* **Exercise**
Rewrite the items below from the line containing "5. Determine the location of the rocky" through the end of the items, changing "rocky outcrop" to "exposed bedrock" and leaving everything else as it is.

>> BEGIN Material shown

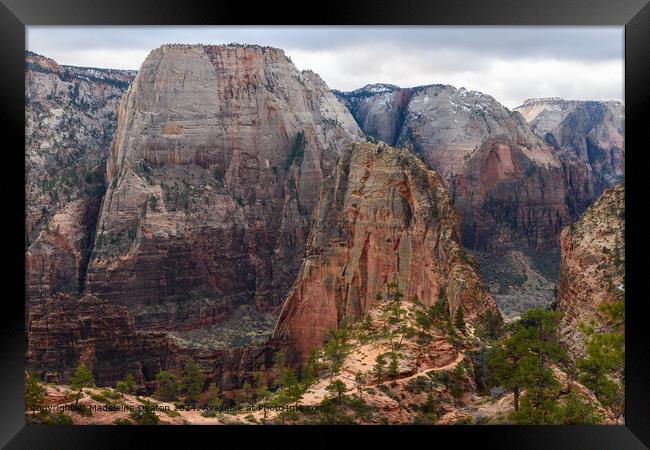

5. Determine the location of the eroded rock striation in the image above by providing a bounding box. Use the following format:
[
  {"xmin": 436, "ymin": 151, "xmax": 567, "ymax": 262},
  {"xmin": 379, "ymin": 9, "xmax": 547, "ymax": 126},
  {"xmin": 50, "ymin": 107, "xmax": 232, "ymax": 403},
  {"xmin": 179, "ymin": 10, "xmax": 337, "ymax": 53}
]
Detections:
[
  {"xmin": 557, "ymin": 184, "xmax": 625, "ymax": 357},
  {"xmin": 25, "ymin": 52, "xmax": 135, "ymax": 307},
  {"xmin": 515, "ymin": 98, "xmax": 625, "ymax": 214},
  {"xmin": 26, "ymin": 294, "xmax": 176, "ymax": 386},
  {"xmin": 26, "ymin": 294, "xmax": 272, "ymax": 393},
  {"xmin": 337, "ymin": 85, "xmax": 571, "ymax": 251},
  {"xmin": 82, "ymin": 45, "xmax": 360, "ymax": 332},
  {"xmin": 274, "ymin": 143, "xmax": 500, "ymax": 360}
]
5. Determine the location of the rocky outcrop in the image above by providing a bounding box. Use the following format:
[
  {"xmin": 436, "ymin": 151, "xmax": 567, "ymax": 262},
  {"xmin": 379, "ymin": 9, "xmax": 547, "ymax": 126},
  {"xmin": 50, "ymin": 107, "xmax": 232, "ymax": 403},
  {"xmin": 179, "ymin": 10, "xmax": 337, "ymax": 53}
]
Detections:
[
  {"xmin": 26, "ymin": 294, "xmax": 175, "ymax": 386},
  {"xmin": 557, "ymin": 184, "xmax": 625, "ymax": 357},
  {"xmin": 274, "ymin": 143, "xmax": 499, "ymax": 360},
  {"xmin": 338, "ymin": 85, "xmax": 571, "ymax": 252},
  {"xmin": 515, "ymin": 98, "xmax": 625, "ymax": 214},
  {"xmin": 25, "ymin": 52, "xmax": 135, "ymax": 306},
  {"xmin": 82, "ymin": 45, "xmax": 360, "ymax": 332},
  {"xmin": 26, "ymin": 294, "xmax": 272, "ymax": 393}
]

>> END Material shown

* **Result**
5. Determine the location of the exposed bedrock in the image above by providing a bounding box. Use the following format:
[
  {"xmin": 436, "ymin": 151, "xmax": 567, "ymax": 262},
  {"xmin": 379, "ymin": 9, "xmax": 547, "ymax": 126},
  {"xmin": 50, "ymin": 107, "xmax": 232, "ymax": 403},
  {"xmin": 179, "ymin": 10, "xmax": 337, "ymax": 53}
]
Detections:
[
  {"xmin": 26, "ymin": 294, "xmax": 175, "ymax": 386},
  {"xmin": 557, "ymin": 184, "xmax": 625, "ymax": 357},
  {"xmin": 274, "ymin": 143, "xmax": 499, "ymax": 360},
  {"xmin": 338, "ymin": 85, "xmax": 571, "ymax": 252},
  {"xmin": 515, "ymin": 98, "xmax": 625, "ymax": 214},
  {"xmin": 25, "ymin": 52, "xmax": 135, "ymax": 306},
  {"xmin": 82, "ymin": 45, "xmax": 360, "ymax": 332},
  {"xmin": 26, "ymin": 294, "xmax": 272, "ymax": 393}
]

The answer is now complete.